(WHAT YOU WILL DO):
- A) Answer these questions using the article on Biden and reproductive rights:
(i) What does the Hyde Amendment ban?
(ii) On what date did House Democrats send President-elect Biden their proposal for combatting digital disinformation?
(iii) Which organization launched RH Reality Check, and in what year?
- B) Pick up the article on Biden and reproductive rights after its final sentence and keep writing.
── PASSAGE
The Most Important Step Biden Can Take to Secure Reproductive Rights
President-elect Joe Biden can commit to combatting disinformation campaigns that have targeted reproductive and sexual health, rights, and justice issues.
When President-elect Joe Biden assumes office on January 20, he will face immediate pressure from reproductive rights advocates to undo many of the harmful measures restricting access to vital health care.
From the Hyde Amendment, which bans federal funding for abortion, to 2019’s devastating Title X changes, which include a rule that clinics receiving federal money can’t refer patients for abortion care, the list of ruinous policies in need of review is long, and it impacts the lives of millions.
Even with Democrats poised to control the Senate, our wait on some of these issues may continue for at least another election cycle. Which is why it’s worth focusing on at least one action Biden can take immediately that will help increase reproductive freedom: He can commit to combatting the rampant disinformation campaigns that have targeted reproductive and sexual health, rights, and justice issues with the same vigor he applies to attacking other destructive lies.
On December 10, House Democrats sent President-elect Biden a proposal for combatting digital disinformation. The signees specifically called out the flagrant spread of fictional claims regarding COVID-19—what has been dubbed an “infodemic”—for contributing to the erosion of our democracy, and expressed grave concern about how foreign adversaries might take advantage of a citizenry that’s proved to be highly vulnerable to online manipulation.
As a nonprofit media organization that has its roots in RH Reality Check—a blog the United Nations Foundation launched in 2006 specifically to counter the never-ending barrage of misleading claims about reproductive and sexual rights and health care—Rewire News Group supports the aims of this proposal. After all, while many people have been caught off-guard by the inability of voters to distinguish between truth and lies, we in this space have been living in this alternate reality for a long time, doing everything we can to call out propaganda and promote evidence-based conversations.
All too often, however, this work has been dismissed by those who either see our issues as not affecting them—or at least not affecting them enough to make it the life-and-death situation it is for so many of the most vulnerable—or as too fraught to deeply engage with. The result has been a lazy insistence on telling “two sides” of the story, so that personal religious beliefs are treated as equal to science, even when public health is at stake.
────
── LISTED ENTRIES
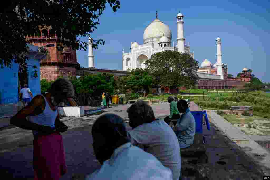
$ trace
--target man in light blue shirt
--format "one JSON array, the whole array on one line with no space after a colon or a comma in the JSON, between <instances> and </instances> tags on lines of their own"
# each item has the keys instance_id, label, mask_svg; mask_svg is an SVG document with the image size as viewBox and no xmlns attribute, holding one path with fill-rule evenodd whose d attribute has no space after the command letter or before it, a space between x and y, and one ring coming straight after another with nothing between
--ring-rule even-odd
────
(RESULTS BY TASK):
- A)
(i) Federal funding for abortion.
(ii) December 10.
(iii) The United Nations Foundation, in 2006.

- B)
Sound familiar? It should; as we’ve repeatedly reported, in the decades—yes, decades—since Roe v. Wade, right-wing forces have become increasingly more blatant and more reckless in weaponizing anti-abortion language. And they’ve done it so effectively that even though nearly 70 percent of U.S. adults say they don’t support overturning Roe, the landmark 1973 Supreme Court ruling that legalized abortion, that decision is now hanging on by the thinnest of threads.
How can there be such a disconnect between what voters say they want and the way the story gets told? The answer, as we saw during an election in which Biden won the popular vote by more than 7 million votes—a record margin—but is still seen as the runner-up by a quarter of Republicans, is that the meaning of “truth” has, for far too many, ceased to exist.
We are all now aware of this deep-seated problem, and of the need to rebuild a stronger, smarter voter base. We are losing the information war across all fronts, and unless President-elect Biden makes the reclamation of facts, including those around reproductive and sexual rights and health care, a top priority, there is not a single policy action he or Congress can take that will deliver on its intended promise.
The time has come for all of us to scream as loudly as we can—as loudly as abortion rights activists have been doing for years—that the truth matters. Science matters. Prioritizing public health over private beliefs matters.
Let’s hope President-elect Biden is finally the leader who listens.